• [TASK BRIEF]: Write out each entry again. Keep every word exactly as it is.

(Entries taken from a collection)
......

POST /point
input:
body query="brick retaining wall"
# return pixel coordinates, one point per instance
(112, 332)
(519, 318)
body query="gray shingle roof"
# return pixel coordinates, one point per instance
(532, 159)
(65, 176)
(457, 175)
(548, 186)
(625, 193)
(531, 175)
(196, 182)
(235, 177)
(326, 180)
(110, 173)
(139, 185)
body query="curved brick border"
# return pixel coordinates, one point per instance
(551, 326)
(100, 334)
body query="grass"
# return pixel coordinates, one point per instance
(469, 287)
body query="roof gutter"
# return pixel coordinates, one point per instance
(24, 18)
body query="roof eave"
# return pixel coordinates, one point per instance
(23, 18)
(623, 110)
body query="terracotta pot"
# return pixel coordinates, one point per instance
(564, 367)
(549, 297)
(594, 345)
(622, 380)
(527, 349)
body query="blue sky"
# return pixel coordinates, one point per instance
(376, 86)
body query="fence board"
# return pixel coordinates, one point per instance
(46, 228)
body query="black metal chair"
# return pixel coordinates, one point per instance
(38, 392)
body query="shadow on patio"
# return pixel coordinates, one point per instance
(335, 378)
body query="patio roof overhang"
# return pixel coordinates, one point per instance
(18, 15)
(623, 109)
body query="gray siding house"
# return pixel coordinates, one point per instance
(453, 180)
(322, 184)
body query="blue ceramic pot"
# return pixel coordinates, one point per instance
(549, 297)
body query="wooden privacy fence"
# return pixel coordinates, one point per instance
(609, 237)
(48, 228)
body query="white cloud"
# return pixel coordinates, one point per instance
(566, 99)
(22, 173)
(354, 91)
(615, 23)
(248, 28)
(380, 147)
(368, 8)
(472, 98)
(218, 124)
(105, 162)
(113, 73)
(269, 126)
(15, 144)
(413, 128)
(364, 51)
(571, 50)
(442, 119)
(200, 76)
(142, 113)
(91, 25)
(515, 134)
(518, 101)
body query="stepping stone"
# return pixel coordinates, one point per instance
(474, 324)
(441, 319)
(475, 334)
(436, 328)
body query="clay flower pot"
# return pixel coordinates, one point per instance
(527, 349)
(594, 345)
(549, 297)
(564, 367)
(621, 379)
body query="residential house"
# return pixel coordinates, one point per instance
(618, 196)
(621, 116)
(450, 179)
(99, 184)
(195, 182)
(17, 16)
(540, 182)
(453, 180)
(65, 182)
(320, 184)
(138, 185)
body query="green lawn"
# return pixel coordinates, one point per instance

......

• [RESPONSE BOX]:
POST /point
input:
body query="brick retaining wall"
# return pixel coordinates, one point per instance
(112, 332)
(519, 318)
body query="gray shingle roof"
# return pixel coordinates, one point per instance
(532, 159)
(65, 176)
(457, 175)
(548, 186)
(625, 193)
(531, 175)
(196, 182)
(235, 177)
(326, 180)
(110, 173)
(139, 185)
body query="curved brick border"
# return pixel coordinates, one point per instance
(551, 326)
(100, 334)
body query="grass"
# return pixel coordinates, one point per instance
(469, 287)
body query="roof gutter"
# return pixel coordinates, one point per instance
(24, 18)
body query="roof eave"
# return pixel coordinates, one point per instance
(23, 18)
(623, 110)
body query="terracotta pot"
# return pixel coordinates, one point per instance
(564, 367)
(549, 297)
(594, 345)
(622, 380)
(527, 349)
body query="blue sky"
# return pixel coordinates, one point per instance
(376, 86)
body query="fence board"
# return pixel coordinates, one point per instance
(46, 228)
body query="black metal chair"
# return pixel coordinates, one point per instance
(38, 392)
body query="shadow on patio"
# return pixel coordinates, one point per instance
(335, 378)
body query="patio roof overhang"
# return pixel coordinates, one point per instance
(18, 15)
(623, 109)
body query="gray siding house"
# return pixel coordinates, one point per instance
(453, 180)
(322, 184)
body query="blue ceramic pot"
# return pixel coordinates, one point per instance
(549, 297)
body query="wooden privacy fence"
# return pixel coordinates, one point per instance
(609, 237)
(48, 228)
body query="white cloud"
# return pixel coordinates, one point per instance
(566, 99)
(22, 173)
(354, 91)
(615, 23)
(248, 28)
(380, 147)
(368, 8)
(472, 98)
(218, 124)
(105, 162)
(113, 73)
(269, 126)
(15, 144)
(413, 128)
(364, 51)
(571, 50)
(442, 119)
(200, 76)
(142, 113)
(91, 25)
(515, 134)
(518, 101)
body query="stepping stone"
# return pixel coordinates, one point per instance
(474, 324)
(441, 319)
(475, 334)
(436, 328)
body query="clay flower pot"
# return pixel coordinates, one point per instance
(527, 349)
(594, 345)
(549, 297)
(564, 367)
(621, 379)
body query="residential house"
# return pixel coordinates, one point per instance
(618, 196)
(621, 116)
(450, 179)
(99, 184)
(195, 182)
(17, 16)
(540, 182)
(453, 180)
(65, 182)
(320, 184)
(138, 185)
body query="green lawn"
# return pixel coordinates, one point per instance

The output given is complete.